» **Data excerpts**
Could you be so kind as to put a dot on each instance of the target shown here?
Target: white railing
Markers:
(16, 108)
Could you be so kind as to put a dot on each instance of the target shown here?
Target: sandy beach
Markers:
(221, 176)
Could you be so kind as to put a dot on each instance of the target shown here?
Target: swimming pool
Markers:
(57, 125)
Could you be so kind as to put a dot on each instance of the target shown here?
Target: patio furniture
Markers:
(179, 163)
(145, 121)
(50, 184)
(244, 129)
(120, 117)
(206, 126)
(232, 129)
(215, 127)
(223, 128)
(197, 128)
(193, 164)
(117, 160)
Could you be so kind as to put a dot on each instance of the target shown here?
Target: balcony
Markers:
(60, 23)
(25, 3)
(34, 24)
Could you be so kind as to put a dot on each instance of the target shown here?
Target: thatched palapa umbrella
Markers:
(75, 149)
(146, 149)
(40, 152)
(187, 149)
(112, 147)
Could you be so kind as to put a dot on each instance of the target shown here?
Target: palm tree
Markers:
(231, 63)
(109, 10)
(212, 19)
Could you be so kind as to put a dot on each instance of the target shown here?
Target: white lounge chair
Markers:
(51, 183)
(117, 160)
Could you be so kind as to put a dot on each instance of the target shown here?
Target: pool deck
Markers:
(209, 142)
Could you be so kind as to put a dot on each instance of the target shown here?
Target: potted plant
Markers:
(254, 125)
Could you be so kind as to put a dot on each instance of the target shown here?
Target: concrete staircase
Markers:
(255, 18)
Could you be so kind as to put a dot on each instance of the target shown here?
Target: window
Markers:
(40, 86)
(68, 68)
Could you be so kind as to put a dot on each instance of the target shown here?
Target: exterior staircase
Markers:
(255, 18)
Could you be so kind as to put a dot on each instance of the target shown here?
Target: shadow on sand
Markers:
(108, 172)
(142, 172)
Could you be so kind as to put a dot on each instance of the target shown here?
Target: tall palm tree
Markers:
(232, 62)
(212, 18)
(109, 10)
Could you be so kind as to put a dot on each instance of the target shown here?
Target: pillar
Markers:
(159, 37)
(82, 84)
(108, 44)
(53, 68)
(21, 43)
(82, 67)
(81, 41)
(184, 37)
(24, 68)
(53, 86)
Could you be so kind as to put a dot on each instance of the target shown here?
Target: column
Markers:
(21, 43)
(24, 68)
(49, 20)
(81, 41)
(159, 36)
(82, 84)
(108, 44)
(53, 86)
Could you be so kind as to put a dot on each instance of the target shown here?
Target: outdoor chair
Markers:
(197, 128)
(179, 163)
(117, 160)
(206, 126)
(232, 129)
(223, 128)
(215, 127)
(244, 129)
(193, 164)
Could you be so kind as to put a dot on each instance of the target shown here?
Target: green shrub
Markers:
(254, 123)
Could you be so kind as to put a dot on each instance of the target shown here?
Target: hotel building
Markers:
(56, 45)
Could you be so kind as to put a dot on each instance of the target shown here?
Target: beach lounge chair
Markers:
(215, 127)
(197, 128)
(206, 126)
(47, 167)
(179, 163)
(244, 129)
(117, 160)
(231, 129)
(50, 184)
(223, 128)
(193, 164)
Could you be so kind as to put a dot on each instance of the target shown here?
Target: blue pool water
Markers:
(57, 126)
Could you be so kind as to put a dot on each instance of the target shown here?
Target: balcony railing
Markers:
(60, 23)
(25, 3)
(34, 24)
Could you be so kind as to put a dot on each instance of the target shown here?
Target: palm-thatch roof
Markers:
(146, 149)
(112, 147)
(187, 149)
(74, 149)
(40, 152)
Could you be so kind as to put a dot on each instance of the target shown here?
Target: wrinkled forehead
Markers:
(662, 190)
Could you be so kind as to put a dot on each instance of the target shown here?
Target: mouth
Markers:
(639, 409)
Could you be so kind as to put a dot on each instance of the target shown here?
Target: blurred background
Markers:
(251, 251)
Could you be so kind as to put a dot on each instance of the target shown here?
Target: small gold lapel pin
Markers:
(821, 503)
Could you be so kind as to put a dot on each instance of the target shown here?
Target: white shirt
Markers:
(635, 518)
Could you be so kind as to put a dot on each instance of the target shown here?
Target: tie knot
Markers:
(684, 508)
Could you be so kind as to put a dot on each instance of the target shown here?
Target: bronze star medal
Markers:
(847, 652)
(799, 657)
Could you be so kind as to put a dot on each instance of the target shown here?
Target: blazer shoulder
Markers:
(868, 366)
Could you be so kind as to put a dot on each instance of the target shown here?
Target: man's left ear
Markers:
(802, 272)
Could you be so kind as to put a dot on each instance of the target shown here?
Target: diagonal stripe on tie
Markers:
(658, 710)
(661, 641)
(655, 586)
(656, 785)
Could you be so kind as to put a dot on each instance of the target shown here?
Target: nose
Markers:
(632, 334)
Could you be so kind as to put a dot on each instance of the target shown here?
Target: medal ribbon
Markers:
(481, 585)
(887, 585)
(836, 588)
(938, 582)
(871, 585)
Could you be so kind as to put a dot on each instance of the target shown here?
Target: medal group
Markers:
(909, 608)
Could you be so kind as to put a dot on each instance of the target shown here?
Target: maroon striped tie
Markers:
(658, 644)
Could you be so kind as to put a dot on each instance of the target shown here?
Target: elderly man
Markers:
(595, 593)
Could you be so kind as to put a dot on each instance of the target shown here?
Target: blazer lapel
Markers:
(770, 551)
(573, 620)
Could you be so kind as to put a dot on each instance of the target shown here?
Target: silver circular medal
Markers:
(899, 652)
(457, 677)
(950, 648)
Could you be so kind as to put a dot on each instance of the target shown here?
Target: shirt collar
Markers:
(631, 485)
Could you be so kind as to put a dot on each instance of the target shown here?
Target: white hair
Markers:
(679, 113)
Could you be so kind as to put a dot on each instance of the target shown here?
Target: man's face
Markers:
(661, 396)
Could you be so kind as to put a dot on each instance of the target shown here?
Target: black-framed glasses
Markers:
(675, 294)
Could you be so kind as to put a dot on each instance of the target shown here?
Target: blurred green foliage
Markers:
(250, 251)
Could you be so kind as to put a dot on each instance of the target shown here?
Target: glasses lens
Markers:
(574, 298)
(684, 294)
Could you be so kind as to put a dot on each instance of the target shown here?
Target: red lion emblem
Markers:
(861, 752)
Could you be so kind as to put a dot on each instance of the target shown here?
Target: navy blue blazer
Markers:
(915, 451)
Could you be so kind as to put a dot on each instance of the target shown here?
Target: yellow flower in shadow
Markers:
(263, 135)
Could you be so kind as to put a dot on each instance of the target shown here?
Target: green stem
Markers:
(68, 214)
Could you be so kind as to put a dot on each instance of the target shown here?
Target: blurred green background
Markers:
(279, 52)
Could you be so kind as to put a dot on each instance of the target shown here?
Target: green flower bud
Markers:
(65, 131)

» **What is being asked**
Please count the lines in the listing above that contain the word "railing" and reply with only that number.

» **Answer below**
2